▶ [EXERCISE AIM]: In your copy, reproduce each entry exactly and leave out the pictures.

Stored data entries
---+---

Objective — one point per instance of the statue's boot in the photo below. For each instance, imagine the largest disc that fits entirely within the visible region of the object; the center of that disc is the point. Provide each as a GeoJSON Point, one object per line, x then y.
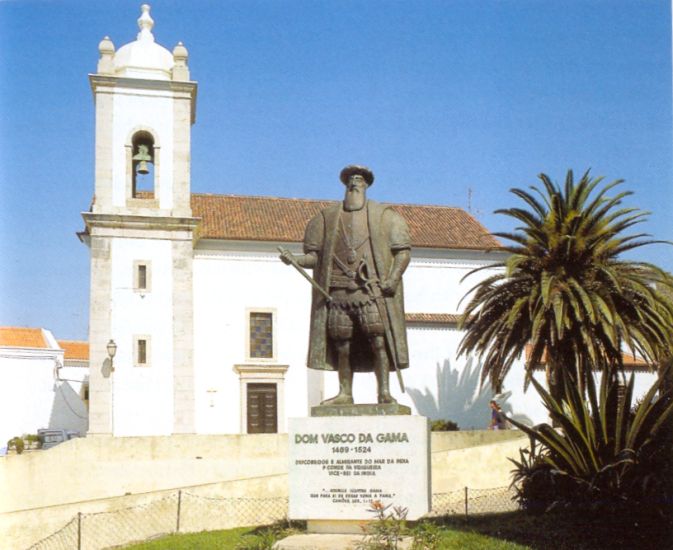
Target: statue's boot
{"type": "Point", "coordinates": [345, 395]}
{"type": "Point", "coordinates": [382, 370]}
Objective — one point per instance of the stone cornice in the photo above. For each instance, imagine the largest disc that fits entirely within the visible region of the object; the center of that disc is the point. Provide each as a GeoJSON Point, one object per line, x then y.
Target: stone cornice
{"type": "Point", "coordinates": [139, 223]}
{"type": "Point", "coordinates": [100, 82]}
{"type": "Point", "coordinates": [261, 370]}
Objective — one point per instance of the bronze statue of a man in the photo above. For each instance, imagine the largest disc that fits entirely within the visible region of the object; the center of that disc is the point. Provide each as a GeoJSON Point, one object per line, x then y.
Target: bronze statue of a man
{"type": "Point", "coordinates": [358, 250]}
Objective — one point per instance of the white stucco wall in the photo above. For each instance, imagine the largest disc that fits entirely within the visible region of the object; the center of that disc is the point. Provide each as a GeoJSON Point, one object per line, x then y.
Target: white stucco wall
{"type": "Point", "coordinates": [143, 396]}
{"type": "Point", "coordinates": [34, 393]}
{"type": "Point", "coordinates": [228, 284]}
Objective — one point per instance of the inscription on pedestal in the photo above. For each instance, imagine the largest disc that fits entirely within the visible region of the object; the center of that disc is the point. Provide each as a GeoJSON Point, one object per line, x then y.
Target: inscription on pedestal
{"type": "Point", "coordinates": [339, 465]}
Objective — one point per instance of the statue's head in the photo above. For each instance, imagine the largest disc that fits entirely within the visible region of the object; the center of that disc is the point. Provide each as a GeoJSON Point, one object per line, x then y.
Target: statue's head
{"type": "Point", "coordinates": [355, 170]}
{"type": "Point", "coordinates": [356, 179]}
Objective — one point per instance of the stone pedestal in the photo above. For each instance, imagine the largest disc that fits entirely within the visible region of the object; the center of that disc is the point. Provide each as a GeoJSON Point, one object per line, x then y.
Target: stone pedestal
{"type": "Point", "coordinates": [339, 465]}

---+---

▶ [TASK ANSWER]:
Objective — one point per instance of the statue's boot in the photo below. For each instance, imagine the largest disc that fits entirely within the visible region of the object; the center of that disc is the point. Provide each as a GeoJSON Point, one object per line, x then y.
Target: statue's boot
{"type": "Point", "coordinates": [345, 395]}
{"type": "Point", "coordinates": [382, 370]}
Objective — one point per instance of the stone cornice in the photo above. For each instance, imagine the largest disc that fits entirely within the visible region of the object; the center of that disc is the point. Provide each as a GeoJSON Point, one object per line, x then y.
Target: stone cornice
{"type": "Point", "coordinates": [139, 223]}
{"type": "Point", "coordinates": [100, 82]}
{"type": "Point", "coordinates": [261, 370]}
Objective — one point per instance of the bronze statue of a man in the photo above. For each instance, imagine the largest disc that fits entirely within the visible region of the object; the center of that disc is the point. Provide each as a GeoJSON Point, one object per line, x then y.
Target: bronze statue of a man
{"type": "Point", "coordinates": [358, 250]}
Objective — one point per instance of the white stucco wall in the photo above. For each instance, imagine the largest disc that fits entirely within the visible region of the object; the center of that disc is the point. Provide each as a GeoJSON Point, one object per line, x then y.
Target: white stucco wall
{"type": "Point", "coordinates": [143, 396]}
{"type": "Point", "coordinates": [34, 393]}
{"type": "Point", "coordinates": [228, 284]}
Objective — one point per instance of the inscription on pedestal in the photo above. For each instance, imagine the largest disc that fits entirely within the visible region of the object; the center of that disc is the point. Provide each as a GeoJSON Point, one object per line, x then y.
Target: inscription on pedestal
{"type": "Point", "coordinates": [339, 465]}
Objective — one point per instance of the statue's head in the photo above. For each instance, imagine the largest disc that fits entirely within the visible region of the object; the center of that disc is the point. Provide each as a GeoJSON Point, one object per line, x then y.
Target: statue's head
{"type": "Point", "coordinates": [355, 170]}
{"type": "Point", "coordinates": [356, 179]}
Objective — one point per instance of the stone pedestal in the photo above. For each instance, imagine the largest disc that fits entirely within the visible region of the object; the center of that disc is the point. Provide each as a GeoJSON Point, one object per line, x then y.
Target: stone pedestal
{"type": "Point", "coordinates": [339, 465]}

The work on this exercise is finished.